• SET TASK
Rewrite the stretch of the listing from the line containing "Look at the photo above. For each instance of the blue" through the end, requests included, multiplying each x and y coordinate in the answers by 2.45 and rounding to whole numbers, halves up. Leave the numbers in the requests and their format samples unchanged.

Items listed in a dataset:

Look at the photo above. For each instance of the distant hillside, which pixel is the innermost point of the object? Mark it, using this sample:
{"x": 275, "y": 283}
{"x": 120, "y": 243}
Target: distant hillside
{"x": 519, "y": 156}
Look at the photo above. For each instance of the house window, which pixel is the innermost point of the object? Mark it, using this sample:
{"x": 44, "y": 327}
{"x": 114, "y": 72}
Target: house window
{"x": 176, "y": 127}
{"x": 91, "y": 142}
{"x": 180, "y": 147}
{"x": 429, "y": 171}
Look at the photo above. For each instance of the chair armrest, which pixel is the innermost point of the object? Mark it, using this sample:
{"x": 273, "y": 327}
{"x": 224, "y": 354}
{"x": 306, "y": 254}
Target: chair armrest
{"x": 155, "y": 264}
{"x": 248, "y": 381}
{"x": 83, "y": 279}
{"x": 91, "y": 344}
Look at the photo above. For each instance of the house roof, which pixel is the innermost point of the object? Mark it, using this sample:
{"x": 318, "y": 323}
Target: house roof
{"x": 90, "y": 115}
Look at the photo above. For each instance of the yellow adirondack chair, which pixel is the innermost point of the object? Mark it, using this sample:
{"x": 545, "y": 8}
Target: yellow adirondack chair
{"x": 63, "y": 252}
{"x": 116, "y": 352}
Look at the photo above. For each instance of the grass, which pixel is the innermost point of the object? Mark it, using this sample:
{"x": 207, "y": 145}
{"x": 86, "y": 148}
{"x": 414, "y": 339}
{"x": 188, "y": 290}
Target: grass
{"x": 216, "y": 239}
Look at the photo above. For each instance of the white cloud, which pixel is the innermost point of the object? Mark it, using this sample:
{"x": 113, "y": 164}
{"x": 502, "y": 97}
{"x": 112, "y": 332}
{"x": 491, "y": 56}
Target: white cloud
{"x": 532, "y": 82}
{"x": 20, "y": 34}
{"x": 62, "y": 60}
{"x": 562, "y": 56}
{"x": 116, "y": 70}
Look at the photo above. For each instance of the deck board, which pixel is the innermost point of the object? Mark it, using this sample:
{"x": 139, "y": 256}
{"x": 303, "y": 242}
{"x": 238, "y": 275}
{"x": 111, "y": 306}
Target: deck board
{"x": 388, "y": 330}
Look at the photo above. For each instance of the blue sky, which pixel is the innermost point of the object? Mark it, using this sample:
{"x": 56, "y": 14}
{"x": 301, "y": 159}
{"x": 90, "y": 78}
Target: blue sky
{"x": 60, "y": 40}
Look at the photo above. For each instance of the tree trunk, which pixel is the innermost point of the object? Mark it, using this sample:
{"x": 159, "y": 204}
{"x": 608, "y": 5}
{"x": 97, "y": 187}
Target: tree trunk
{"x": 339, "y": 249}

• TASK OUTPUT
Look at the photo above. For each instance of the blue sky, which pixel is the innermost point of the object? Mark it, using this sample:
{"x": 56, "y": 14}
{"x": 301, "y": 159}
{"x": 90, "y": 78}
Target: blue sky
{"x": 147, "y": 98}
Look at the photo above. For each instance of the tree trunk, which pixel is the innermost point of the object? Mark it, using this sample:
{"x": 159, "y": 204}
{"x": 608, "y": 5}
{"x": 97, "y": 187}
Target: tree trunk
{"x": 831, "y": 610}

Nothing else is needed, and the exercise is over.